— Begin —

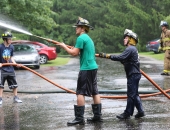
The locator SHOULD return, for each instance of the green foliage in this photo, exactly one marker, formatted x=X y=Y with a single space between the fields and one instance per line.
x=54 y=19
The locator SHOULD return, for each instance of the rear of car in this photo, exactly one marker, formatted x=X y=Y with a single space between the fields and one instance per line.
x=27 y=55
x=46 y=53
x=153 y=45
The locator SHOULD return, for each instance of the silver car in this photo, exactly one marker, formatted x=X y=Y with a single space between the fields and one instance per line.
x=27 y=55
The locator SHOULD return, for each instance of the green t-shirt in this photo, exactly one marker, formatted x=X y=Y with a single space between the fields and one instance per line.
x=87 y=52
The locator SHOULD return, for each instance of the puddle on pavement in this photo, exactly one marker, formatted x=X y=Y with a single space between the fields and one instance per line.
x=52 y=111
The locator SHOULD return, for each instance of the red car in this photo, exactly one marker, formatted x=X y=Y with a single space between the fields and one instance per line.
x=46 y=53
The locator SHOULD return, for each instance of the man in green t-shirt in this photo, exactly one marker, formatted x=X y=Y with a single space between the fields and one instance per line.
x=87 y=78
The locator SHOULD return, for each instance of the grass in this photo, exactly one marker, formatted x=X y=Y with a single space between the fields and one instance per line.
x=60 y=60
x=159 y=56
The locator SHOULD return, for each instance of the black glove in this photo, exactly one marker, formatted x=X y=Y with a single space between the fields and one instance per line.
x=104 y=55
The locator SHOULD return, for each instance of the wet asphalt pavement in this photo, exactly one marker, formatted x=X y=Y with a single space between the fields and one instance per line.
x=51 y=111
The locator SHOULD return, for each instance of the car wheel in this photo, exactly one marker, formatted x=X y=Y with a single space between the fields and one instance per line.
x=43 y=59
x=37 y=66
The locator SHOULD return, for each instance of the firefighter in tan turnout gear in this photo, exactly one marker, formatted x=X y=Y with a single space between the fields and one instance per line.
x=165 y=46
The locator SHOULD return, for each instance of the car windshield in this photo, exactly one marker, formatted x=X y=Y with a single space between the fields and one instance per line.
x=25 y=48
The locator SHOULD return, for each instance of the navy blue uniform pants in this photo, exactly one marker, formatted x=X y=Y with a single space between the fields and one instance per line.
x=133 y=99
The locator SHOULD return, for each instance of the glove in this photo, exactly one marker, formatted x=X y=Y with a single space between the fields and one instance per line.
x=160 y=49
x=104 y=55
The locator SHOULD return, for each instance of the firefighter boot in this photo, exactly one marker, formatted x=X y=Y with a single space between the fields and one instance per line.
x=139 y=107
x=97 y=113
x=79 y=116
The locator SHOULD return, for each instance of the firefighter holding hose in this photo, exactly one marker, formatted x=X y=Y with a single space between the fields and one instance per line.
x=130 y=59
x=7 y=72
x=87 y=78
x=165 y=46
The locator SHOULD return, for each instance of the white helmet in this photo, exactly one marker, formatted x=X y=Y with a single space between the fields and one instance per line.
x=131 y=34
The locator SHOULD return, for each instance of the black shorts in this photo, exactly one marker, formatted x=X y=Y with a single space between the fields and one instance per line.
x=10 y=77
x=87 y=83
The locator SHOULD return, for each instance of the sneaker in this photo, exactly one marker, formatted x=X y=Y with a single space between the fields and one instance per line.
x=17 y=100
x=0 y=101
x=123 y=116
x=139 y=115
x=166 y=74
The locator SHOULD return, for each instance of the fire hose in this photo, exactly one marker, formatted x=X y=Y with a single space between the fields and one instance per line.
x=109 y=97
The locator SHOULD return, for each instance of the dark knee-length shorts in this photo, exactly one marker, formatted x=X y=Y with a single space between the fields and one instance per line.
x=10 y=77
x=87 y=83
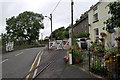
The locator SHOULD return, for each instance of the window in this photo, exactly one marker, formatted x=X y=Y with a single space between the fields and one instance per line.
x=95 y=14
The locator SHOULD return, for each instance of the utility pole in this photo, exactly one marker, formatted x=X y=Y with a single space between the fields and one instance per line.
x=71 y=30
x=72 y=3
x=51 y=24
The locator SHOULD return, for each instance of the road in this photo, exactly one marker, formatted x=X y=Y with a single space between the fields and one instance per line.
x=17 y=64
x=53 y=66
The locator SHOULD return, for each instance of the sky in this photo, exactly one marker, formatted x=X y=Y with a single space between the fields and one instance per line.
x=61 y=15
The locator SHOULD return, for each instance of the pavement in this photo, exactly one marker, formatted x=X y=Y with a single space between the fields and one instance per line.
x=16 y=64
x=59 y=69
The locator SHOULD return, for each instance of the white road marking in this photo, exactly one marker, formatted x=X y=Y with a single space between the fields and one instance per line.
x=3 y=61
x=18 y=54
x=35 y=72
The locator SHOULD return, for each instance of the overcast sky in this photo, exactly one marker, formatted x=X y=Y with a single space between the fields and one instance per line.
x=61 y=15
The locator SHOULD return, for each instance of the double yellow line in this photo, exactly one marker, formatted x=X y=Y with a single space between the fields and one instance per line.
x=27 y=77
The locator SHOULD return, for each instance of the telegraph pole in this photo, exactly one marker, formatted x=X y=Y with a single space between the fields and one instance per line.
x=72 y=3
x=71 y=55
x=51 y=24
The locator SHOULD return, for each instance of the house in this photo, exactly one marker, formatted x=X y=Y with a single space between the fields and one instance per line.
x=81 y=25
x=97 y=15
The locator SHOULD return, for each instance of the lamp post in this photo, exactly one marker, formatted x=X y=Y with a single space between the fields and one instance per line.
x=51 y=28
x=51 y=23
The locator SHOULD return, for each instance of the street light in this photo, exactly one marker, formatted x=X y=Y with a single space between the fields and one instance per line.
x=51 y=23
x=51 y=28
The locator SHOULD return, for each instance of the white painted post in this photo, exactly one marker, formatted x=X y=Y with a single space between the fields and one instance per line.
x=70 y=58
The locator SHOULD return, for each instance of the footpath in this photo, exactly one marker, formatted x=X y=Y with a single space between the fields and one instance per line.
x=57 y=68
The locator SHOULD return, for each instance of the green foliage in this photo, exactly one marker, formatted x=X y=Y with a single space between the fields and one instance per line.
x=114 y=20
x=25 y=26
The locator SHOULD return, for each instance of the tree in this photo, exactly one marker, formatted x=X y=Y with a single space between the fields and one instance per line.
x=25 y=26
x=114 y=20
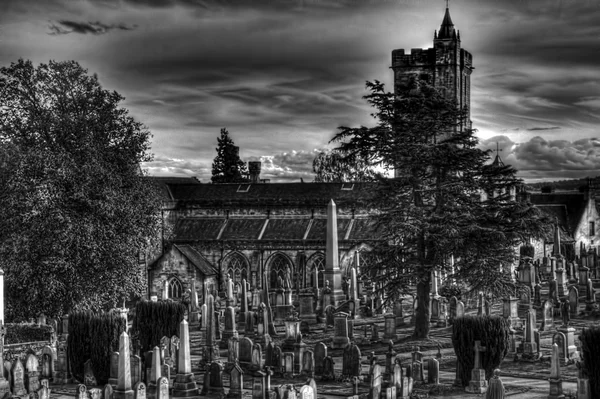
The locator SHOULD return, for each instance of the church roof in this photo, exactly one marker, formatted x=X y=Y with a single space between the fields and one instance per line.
x=272 y=194
x=567 y=207
x=197 y=259
x=447 y=28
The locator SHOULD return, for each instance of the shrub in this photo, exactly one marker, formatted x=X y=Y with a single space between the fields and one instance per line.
x=93 y=336
x=27 y=332
x=154 y=320
x=492 y=331
x=590 y=351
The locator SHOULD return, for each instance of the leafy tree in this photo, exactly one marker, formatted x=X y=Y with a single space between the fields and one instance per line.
x=432 y=211
x=334 y=166
x=75 y=208
x=227 y=165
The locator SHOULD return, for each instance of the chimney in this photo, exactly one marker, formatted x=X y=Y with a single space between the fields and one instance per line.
x=254 y=171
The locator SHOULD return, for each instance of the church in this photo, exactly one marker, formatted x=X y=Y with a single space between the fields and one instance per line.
x=241 y=231
x=212 y=231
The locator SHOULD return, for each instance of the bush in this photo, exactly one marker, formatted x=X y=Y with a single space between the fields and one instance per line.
x=93 y=336
x=154 y=320
x=590 y=351
x=27 y=332
x=492 y=331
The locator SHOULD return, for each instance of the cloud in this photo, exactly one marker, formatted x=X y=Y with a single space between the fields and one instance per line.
x=550 y=159
x=543 y=128
x=64 y=27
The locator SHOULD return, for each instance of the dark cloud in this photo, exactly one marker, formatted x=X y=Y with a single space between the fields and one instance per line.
x=63 y=27
x=544 y=128
x=551 y=159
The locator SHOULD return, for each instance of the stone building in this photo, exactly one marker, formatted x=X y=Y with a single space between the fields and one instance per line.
x=446 y=65
x=243 y=230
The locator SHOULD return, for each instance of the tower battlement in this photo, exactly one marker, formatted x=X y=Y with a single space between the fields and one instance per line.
x=445 y=65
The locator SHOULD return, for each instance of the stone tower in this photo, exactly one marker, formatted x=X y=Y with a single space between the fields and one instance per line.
x=446 y=66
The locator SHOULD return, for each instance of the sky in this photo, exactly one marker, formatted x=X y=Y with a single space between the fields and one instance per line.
x=283 y=75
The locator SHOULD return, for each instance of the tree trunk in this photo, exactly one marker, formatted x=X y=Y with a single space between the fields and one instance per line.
x=422 y=314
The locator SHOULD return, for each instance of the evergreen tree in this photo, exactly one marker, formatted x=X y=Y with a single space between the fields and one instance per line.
x=75 y=209
x=227 y=165
x=432 y=211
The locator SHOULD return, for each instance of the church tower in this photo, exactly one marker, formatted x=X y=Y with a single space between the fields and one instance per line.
x=447 y=66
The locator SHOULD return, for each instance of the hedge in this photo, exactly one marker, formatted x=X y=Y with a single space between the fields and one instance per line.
x=27 y=332
x=154 y=320
x=93 y=336
x=492 y=331
x=590 y=352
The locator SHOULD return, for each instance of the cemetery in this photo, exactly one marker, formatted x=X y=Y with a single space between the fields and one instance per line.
x=337 y=342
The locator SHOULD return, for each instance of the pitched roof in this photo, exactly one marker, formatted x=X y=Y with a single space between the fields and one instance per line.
x=197 y=259
x=273 y=194
x=573 y=204
x=447 y=28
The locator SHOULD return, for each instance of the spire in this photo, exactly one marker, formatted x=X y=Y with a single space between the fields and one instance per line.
x=447 y=28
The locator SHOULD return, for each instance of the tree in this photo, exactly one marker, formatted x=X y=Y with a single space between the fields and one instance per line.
x=334 y=166
x=75 y=208
x=431 y=215
x=227 y=165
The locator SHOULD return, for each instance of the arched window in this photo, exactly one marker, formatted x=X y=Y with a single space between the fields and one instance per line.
x=318 y=266
x=175 y=288
x=279 y=265
x=237 y=268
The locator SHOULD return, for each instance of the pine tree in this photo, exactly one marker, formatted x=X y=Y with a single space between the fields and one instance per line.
x=432 y=210
x=227 y=166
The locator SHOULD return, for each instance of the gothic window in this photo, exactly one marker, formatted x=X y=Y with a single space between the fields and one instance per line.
x=175 y=288
x=279 y=265
x=317 y=269
x=237 y=269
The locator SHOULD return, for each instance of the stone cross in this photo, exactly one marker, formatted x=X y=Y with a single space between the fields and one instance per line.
x=478 y=349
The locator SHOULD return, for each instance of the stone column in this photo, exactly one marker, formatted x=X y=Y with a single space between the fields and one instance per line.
x=184 y=384
x=340 y=339
x=124 y=390
x=332 y=271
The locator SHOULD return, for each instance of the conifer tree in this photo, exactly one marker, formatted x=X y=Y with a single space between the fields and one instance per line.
x=432 y=214
x=227 y=166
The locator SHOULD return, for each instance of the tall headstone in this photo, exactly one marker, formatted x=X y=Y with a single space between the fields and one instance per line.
x=123 y=390
x=184 y=384
x=332 y=268
x=478 y=383
x=555 y=380
x=340 y=338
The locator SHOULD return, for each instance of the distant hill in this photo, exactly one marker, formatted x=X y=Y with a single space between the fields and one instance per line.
x=560 y=185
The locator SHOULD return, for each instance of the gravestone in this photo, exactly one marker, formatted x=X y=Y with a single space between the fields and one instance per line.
x=139 y=390
x=245 y=354
x=328 y=369
x=216 y=378
x=163 y=388
x=44 y=391
x=136 y=370
x=308 y=364
x=31 y=366
x=48 y=359
x=547 y=316
x=306 y=392
x=376 y=379
x=478 y=383
x=573 y=300
x=320 y=355
x=114 y=369
x=108 y=391
x=81 y=392
x=236 y=382
x=18 y=379
x=88 y=374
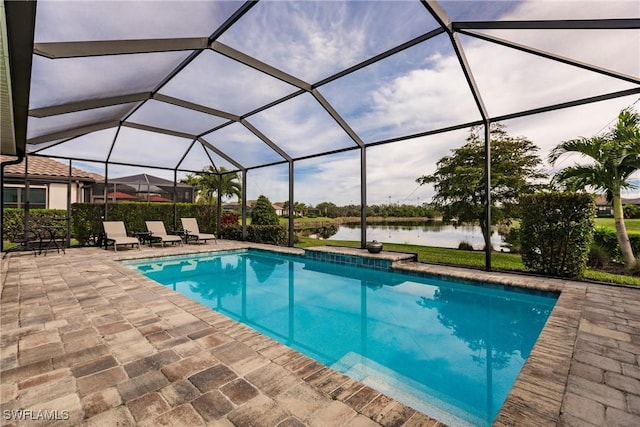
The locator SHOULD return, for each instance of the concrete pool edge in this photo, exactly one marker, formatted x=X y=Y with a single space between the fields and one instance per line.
x=531 y=401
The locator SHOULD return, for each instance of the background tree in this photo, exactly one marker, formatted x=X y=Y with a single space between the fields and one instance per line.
x=326 y=208
x=459 y=178
x=206 y=184
x=263 y=212
x=613 y=157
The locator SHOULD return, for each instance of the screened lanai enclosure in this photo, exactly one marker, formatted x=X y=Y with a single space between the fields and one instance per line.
x=346 y=102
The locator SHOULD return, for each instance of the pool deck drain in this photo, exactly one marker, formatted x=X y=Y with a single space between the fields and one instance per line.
x=89 y=341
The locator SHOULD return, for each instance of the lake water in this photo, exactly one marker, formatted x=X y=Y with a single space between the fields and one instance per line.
x=430 y=233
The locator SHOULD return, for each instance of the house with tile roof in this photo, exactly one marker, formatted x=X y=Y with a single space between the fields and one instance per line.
x=48 y=182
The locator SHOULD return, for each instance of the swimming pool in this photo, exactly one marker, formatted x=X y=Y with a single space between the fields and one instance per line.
x=449 y=349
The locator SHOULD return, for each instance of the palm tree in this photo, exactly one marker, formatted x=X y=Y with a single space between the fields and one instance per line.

— End —

§ **EXERCISE GOAL**
Extract, exactly as they appear, the lines from the one containing "The locator SHOULD return, for each instance of the pool" through the final line.

§ **TASK ANSWER**
The locator SHOULD return, for each instance of the pool deck drain in this photo, exactly one marker, formatted x=X y=Y with a single space between the fields and one instance per line.
x=89 y=341
The locator SHOULD return, for each instance of the lake water in this photo, exactly one marker, formatted x=X y=Y with a single space between the fields and one instance per line.
x=430 y=233
The locator SHOULD return, for each instance of the house with tile roof in this photo, exactly one marker, formatted x=X y=Y with a single space between the fields and one instance per line.
x=48 y=182
The locator SHOULD return, for each instance of the swimming pool in this photo, exactly one marker, formatted x=X y=Y with a single space between the fields and one instance per line.
x=449 y=349
The locator SHOULD return, for each instance of the palm tree in this photo, exactly one marker, formatted x=X y=Y with a single space between the fields and one instance per line.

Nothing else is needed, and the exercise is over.